=== Begin Enclosure ===

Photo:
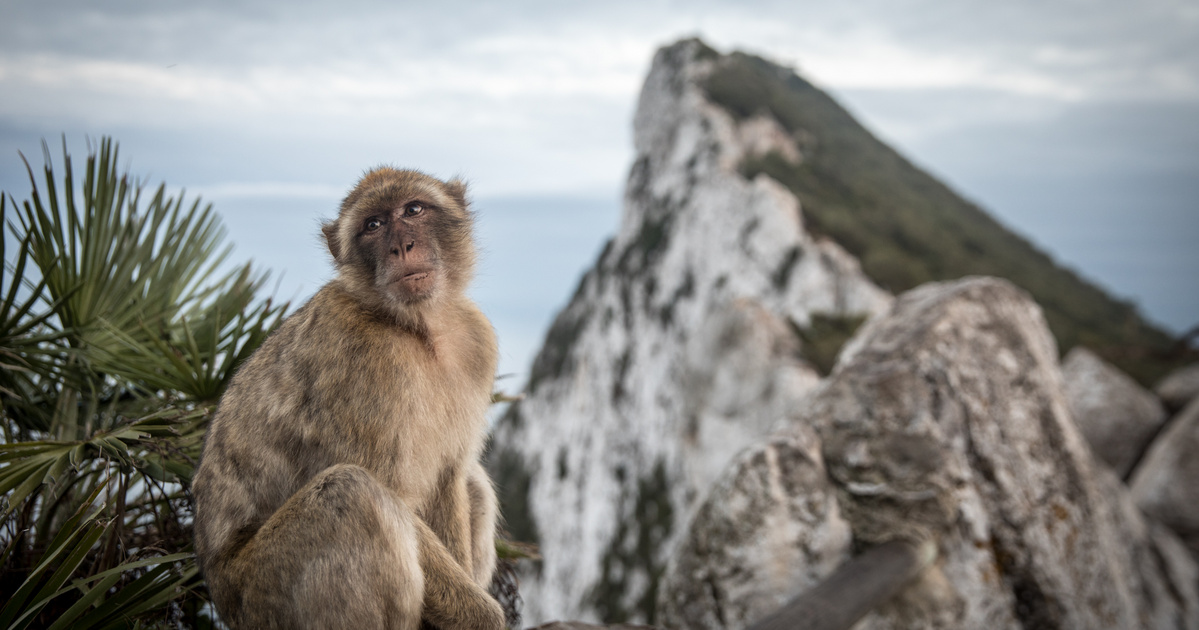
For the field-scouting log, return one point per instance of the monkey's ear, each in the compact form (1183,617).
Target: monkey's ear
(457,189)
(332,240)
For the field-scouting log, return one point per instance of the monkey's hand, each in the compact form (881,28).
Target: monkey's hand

=== End Enclosure ===

About this exercise: The answer must consist of every line from the entries that holds the string "return".

Written answer:
For the field-scouting log, return one point per instance of the monkey's ear, each in the compact form (1183,617).
For the field-scouting log, return one point per instance of the monkey's hand, each in the compact form (881,28).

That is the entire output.